<<<<
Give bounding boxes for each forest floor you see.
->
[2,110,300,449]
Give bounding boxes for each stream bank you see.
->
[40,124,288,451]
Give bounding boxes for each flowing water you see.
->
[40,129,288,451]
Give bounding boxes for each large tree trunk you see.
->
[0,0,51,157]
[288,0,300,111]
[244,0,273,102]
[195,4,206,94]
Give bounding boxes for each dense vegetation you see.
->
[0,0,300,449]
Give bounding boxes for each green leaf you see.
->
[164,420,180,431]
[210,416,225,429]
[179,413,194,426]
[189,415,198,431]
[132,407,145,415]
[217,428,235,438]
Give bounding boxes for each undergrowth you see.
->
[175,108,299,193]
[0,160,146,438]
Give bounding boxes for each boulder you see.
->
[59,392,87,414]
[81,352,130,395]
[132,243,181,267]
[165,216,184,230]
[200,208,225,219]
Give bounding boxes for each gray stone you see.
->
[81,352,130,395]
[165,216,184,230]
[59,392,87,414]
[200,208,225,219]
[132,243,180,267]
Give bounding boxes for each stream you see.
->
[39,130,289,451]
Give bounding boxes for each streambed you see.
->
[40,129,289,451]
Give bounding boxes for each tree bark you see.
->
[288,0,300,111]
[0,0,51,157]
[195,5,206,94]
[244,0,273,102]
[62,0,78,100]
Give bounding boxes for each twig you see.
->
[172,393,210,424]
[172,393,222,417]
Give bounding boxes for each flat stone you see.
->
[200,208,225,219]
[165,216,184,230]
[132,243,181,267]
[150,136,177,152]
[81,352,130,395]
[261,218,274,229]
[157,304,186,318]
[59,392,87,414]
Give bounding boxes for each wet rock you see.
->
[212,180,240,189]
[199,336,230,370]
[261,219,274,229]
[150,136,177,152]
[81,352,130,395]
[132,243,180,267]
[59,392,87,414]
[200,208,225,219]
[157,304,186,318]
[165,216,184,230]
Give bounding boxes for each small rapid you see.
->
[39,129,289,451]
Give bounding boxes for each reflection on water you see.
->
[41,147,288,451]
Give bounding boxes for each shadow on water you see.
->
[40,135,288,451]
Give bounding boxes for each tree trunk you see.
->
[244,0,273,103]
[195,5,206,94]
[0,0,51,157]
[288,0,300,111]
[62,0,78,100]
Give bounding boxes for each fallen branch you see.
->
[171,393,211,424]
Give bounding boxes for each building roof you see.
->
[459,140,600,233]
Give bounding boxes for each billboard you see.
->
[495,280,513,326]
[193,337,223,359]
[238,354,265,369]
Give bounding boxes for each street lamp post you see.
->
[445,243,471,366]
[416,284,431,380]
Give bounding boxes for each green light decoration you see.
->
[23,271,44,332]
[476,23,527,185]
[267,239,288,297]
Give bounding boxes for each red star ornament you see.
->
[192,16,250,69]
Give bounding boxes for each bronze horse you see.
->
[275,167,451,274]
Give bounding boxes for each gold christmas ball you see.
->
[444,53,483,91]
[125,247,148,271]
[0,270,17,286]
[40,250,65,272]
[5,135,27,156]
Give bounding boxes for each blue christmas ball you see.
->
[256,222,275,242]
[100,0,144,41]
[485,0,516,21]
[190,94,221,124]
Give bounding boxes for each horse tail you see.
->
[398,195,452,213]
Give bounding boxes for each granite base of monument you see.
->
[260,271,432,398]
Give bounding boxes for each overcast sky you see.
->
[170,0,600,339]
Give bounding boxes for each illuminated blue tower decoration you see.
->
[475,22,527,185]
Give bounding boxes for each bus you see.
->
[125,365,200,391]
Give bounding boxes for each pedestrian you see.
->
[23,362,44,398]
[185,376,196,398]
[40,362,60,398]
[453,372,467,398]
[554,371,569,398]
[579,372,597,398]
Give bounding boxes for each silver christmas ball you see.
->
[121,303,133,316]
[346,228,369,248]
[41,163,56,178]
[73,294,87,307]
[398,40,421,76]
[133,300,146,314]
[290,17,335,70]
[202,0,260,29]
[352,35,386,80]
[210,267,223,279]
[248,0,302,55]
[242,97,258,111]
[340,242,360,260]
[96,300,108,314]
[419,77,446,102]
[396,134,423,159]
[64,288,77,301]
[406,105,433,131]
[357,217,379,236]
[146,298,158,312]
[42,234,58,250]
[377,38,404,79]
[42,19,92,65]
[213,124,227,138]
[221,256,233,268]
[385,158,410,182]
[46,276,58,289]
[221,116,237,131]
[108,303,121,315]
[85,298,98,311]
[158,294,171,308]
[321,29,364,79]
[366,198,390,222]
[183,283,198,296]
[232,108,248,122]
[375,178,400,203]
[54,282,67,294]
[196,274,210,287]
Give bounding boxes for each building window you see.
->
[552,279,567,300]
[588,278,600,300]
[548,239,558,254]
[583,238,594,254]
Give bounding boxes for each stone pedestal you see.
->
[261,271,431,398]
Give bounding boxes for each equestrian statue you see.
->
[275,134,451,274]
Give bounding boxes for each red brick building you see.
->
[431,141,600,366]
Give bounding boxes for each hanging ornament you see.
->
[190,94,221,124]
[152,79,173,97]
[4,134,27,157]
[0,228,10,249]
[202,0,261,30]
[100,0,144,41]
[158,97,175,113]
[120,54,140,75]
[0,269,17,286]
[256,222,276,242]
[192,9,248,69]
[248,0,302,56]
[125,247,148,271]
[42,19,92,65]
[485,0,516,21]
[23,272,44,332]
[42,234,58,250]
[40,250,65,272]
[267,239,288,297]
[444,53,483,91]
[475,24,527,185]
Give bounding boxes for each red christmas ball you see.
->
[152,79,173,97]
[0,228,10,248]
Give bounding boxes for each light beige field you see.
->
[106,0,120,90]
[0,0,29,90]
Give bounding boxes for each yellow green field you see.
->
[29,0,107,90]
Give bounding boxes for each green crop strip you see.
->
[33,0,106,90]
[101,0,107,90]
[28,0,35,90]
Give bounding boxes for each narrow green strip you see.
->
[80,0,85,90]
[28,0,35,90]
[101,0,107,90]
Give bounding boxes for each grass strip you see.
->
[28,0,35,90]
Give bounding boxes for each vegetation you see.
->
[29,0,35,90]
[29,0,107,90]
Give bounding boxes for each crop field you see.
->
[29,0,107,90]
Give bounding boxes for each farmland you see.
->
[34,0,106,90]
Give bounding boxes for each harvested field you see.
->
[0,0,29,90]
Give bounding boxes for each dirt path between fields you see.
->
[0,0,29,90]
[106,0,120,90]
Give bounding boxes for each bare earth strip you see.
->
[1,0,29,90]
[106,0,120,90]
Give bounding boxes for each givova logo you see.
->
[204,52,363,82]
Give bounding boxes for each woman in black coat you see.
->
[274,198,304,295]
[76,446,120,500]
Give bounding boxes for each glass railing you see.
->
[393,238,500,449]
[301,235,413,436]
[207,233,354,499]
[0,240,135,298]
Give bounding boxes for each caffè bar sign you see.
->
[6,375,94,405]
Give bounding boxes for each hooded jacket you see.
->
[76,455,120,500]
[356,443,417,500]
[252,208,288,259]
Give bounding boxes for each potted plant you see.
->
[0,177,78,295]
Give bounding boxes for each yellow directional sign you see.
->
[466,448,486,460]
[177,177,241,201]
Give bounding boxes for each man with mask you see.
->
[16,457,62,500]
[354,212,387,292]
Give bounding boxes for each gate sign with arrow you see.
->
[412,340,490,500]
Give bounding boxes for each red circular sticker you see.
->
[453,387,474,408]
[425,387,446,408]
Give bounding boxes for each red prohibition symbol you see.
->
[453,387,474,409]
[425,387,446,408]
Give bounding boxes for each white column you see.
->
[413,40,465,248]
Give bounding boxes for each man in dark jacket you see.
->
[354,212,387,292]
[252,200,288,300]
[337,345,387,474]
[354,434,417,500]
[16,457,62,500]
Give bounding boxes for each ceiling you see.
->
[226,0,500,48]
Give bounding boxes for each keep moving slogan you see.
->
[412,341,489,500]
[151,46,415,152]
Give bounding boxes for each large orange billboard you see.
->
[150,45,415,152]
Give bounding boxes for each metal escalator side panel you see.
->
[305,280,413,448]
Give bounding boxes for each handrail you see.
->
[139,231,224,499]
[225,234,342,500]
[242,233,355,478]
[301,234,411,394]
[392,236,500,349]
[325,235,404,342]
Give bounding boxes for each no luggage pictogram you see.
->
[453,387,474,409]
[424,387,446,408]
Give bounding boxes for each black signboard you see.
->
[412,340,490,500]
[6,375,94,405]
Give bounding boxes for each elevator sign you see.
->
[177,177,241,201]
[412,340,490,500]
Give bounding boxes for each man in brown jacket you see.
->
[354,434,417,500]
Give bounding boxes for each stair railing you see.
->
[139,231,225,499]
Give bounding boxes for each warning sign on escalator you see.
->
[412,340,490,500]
>>>>
§ DIRECTION
Rewrite the part of the lines above that opens with the line containing "Give bounding boxes for each shadow" and closes with the line containing "[5,135,27,156]" as a numbered list, both of those lines included and any blank lines left out.

§ TASK OUTPUT
1. Give bounding boxes for each shadow on water you see.
2. ->
3. [40,135,288,451]
4. Give bounding boxes for each tree trunk you see.
5. ->
6. [244,0,273,103]
7. [195,5,206,94]
8. [0,0,51,157]
9. [288,0,300,111]
10. [62,0,78,100]
11. Give bounding boxes for each fallen branch you see.
12. ->
13. [171,393,211,424]
14. Give bounding boxes for each building roof you see.
15. ->
16. [459,140,600,233]
17. Give bounding boxes for each billboard you see.
18. ->
19. [495,280,513,326]
20. [193,337,223,359]
21. [238,354,265,369]
22. Give bounding boxes for each street lamp post you see.
23. ->
24. [445,243,471,366]
25. [416,284,431,380]
26. Give bounding boxes for each green light decoration you see.
27. ->
28. [23,271,44,332]
29. [476,23,527,185]
30. [267,239,288,297]
31. Give bounding boxes for each red star ornament you see.
32. ->
33. [192,16,250,69]
34. Give bounding boxes for each bronze horse you see.
35. ->
36. [275,167,451,274]
37. Give bounding boxes for each gold christmas ball you see.
38. ->
39. [444,53,483,91]
40. [125,247,148,271]
41. [0,270,17,286]
42. [40,250,65,272]
43. [5,135,27,156]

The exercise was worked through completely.